** Opening Exercise text block **

Executive-produced by New York Times columnist and former Broadway critic Frank Rich, the documentary airs at 9 PM ET; check local listings.
Four months before he died, Mr. Nichols opened up to O'Brien about the beginnings of his career, including his comedy collaboration with Elaine May; his direction of two Neil Simon stage classics; and his acclaimed feature-film debut, "Who’s Afraid of Virginia Woolf?," and its follow-up, "The Graduate." Those interviews comprise "Becoming Mike Nichols," which made its world premiere at the 2016 Sundance Film Festival.
In the documentary, according to press notes, "Nichols offers insights into his childhood as a seven-year-old immigrant to America (his family escaped Nazi Germany in 1939), as well as the genesis of his career as a performer at the University of Chicago. Despite suffering from stage fright, Nichols rose to stardom as half of the improvisational comedy duo Nichols and May, having met the comedian during his time with The Compass Players in the mid-1950s. They never rehearsed and Nichols’ ability to let go and 'revere the unconscious' became the catalyst that informed his later directorial style."

** Closing Exercise text block **
** Opening Listed records block **

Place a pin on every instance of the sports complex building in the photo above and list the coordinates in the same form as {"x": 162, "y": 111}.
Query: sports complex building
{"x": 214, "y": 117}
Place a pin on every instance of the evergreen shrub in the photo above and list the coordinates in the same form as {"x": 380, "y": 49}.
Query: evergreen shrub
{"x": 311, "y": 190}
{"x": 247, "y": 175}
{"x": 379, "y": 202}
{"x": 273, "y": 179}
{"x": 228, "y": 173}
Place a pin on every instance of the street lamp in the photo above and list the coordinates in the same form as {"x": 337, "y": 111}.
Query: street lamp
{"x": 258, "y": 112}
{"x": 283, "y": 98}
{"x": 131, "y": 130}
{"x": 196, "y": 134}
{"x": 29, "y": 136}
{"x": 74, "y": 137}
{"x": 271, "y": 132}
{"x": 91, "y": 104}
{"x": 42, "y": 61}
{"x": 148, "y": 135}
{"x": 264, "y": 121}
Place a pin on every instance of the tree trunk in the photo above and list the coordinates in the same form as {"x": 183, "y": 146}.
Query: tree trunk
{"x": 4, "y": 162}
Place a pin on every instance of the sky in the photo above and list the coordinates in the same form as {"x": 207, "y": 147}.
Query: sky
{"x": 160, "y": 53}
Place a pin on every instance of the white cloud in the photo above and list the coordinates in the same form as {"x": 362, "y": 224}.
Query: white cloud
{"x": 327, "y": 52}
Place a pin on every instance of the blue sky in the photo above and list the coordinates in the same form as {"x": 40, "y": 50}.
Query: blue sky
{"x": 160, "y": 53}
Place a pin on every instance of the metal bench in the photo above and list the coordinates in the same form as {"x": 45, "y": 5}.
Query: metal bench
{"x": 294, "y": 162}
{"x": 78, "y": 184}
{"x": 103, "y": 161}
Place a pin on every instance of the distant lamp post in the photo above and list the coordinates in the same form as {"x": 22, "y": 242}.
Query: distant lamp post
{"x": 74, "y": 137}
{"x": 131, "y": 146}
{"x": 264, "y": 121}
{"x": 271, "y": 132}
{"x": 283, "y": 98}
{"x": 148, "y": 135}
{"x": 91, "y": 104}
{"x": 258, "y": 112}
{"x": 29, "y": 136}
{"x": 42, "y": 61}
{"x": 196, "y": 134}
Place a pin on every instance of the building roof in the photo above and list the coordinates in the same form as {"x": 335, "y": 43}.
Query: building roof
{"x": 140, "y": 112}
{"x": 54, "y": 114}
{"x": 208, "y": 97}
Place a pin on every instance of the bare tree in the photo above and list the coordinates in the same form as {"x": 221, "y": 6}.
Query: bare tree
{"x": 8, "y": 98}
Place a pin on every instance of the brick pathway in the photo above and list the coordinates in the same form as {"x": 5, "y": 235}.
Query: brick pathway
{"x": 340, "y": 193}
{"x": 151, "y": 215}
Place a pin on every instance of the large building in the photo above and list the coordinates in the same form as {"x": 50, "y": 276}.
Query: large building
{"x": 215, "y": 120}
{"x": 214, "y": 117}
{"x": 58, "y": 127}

** Closing Listed records block **

**Problem details:** Please extract the passage of the Mike Nichols documentary text above, starting at "Four months before" and ending at "Sundance Film Festival.".

**Exercise response:**
Four months before he died, Mr. Nichols opened up to O'Brien about the beginnings of his career, including his comedy collaboration with Elaine May; his direction of two Neil Simon stage classics; and his acclaimed feature-film debut, "Who’s Afraid of Virginia Woolf?," and its follow-up, "The Graduate." Those interviews comprise "Becoming Mike Nichols," which made its world premiere at the 2016 Sundance Film Festival.